### What to produce
An exact copy of every entry below is needed.

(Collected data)
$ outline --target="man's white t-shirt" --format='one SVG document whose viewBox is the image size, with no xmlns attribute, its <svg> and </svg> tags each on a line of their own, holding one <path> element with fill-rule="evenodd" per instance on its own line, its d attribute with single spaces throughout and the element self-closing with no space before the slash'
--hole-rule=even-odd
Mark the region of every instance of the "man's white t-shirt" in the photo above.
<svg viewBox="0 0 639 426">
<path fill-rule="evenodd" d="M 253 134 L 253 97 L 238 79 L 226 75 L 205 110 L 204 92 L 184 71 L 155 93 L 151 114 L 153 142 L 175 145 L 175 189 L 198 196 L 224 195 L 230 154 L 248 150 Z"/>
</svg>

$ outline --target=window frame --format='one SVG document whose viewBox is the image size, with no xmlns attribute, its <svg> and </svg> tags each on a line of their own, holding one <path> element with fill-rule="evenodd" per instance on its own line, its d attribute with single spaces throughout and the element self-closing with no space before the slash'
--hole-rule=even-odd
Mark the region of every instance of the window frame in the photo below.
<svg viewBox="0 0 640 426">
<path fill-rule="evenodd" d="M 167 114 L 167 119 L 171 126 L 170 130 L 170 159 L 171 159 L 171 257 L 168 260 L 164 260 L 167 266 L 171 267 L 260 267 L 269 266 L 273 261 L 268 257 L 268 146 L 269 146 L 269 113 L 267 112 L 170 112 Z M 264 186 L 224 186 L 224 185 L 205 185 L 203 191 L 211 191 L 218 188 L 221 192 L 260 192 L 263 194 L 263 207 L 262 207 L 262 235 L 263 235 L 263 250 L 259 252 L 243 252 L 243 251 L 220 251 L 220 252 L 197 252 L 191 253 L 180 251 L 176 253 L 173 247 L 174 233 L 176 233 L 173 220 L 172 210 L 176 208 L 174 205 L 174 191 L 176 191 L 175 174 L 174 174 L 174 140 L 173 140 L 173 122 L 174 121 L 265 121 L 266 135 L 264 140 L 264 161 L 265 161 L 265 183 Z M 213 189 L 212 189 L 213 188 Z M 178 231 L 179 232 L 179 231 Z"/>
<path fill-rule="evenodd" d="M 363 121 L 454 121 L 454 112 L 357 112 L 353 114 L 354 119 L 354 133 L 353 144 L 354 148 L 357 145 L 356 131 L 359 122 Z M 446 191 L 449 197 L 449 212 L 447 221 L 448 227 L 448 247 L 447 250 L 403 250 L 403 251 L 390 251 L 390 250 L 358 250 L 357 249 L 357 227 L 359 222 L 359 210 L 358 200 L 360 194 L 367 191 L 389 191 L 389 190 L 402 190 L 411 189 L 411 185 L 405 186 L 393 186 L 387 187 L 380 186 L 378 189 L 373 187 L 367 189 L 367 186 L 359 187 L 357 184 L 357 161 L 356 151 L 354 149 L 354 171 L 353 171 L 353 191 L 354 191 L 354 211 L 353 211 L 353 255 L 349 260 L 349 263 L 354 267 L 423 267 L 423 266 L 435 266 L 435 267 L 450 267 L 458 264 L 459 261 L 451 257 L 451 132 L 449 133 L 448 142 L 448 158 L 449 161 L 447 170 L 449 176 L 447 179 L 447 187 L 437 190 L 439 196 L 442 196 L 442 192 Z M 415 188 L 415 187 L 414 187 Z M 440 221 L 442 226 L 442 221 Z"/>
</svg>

### Solved problem
$ outline --target="man's white t-shirt" --format='one SVG document whose viewBox is the image size, with no xmlns attribute, its <svg> and </svg> tags each on a line of their own, holding one <path> element with fill-rule="evenodd" per instance on its own line, its d attribute with single spaces throughout and the element self-closing with no space before the slash'
--hole-rule=even-odd
Mark the region of every instance of the "man's white t-shirt" in the photo above.
<svg viewBox="0 0 639 426">
<path fill-rule="evenodd" d="M 253 134 L 253 97 L 238 79 L 226 75 L 205 110 L 204 92 L 184 71 L 155 93 L 151 114 L 153 142 L 175 145 L 175 189 L 198 196 L 224 195 L 230 154 L 248 150 Z"/>
</svg>

$ outline --target=window frame --format='one SVG document whose viewBox is the image size, with no xmlns attribute, its <svg> and </svg> tags each on a line of their own, holding one <path> element with fill-rule="evenodd" per instance on its own line, its d attribute with single spaces throughout and the element self-closing with no space before the slash'
--hole-rule=even-odd
Mark the region of every instance of the window frame in the photo below.
<svg viewBox="0 0 640 426">
<path fill-rule="evenodd" d="M 167 114 L 167 119 L 171 126 L 170 130 L 170 159 L 171 159 L 171 257 L 168 260 L 164 260 L 167 266 L 171 267 L 260 267 L 269 266 L 273 261 L 268 257 L 268 146 L 269 146 L 269 113 L 267 112 L 170 112 Z M 264 186 L 224 186 L 224 185 L 205 185 L 203 191 L 211 191 L 218 188 L 221 192 L 260 192 L 263 194 L 263 207 L 262 207 L 262 235 L 263 235 L 263 250 L 259 252 L 243 252 L 243 251 L 220 251 L 220 252 L 197 252 L 191 253 L 180 251 L 176 253 L 173 247 L 174 233 L 176 233 L 173 220 L 172 210 L 176 208 L 174 205 L 174 191 L 176 191 L 175 174 L 174 174 L 174 140 L 173 140 L 173 122 L 174 121 L 265 121 L 266 135 L 264 140 L 264 161 L 265 161 L 265 183 Z M 213 189 L 212 189 L 213 188 Z M 178 231 L 179 232 L 179 231 Z"/>
<path fill-rule="evenodd" d="M 363 121 L 454 121 L 454 112 L 357 112 L 353 114 L 354 119 L 354 133 L 353 144 L 354 148 L 357 145 L 356 131 L 359 122 Z M 446 191 L 449 197 L 449 212 L 447 221 L 448 227 L 448 247 L 447 250 L 403 250 L 403 251 L 390 251 L 390 250 L 358 250 L 357 249 L 357 227 L 359 222 L 359 210 L 358 200 L 360 194 L 367 191 L 389 191 L 389 190 L 402 190 L 411 189 L 411 185 L 405 186 L 393 186 L 387 187 L 380 186 L 378 189 L 373 187 L 367 189 L 367 186 L 359 187 L 357 184 L 357 161 L 356 151 L 354 149 L 354 171 L 353 171 L 353 191 L 354 191 L 354 211 L 353 211 L 353 255 L 349 260 L 349 263 L 354 267 L 423 267 L 423 266 L 435 266 L 435 267 L 450 267 L 458 264 L 459 261 L 451 257 L 451 132 L 449 133 L 448 142 L 448 158 L 449 161 L 447 170 L 449 176 L 447 179 L 447 187 L 437 190 L 439 196 L 442 196 L 442 192 Z M 415 188 L 415 187 L 414 187 Z M 440 221 L 442 226 L 442 221 Z"/>
</svg>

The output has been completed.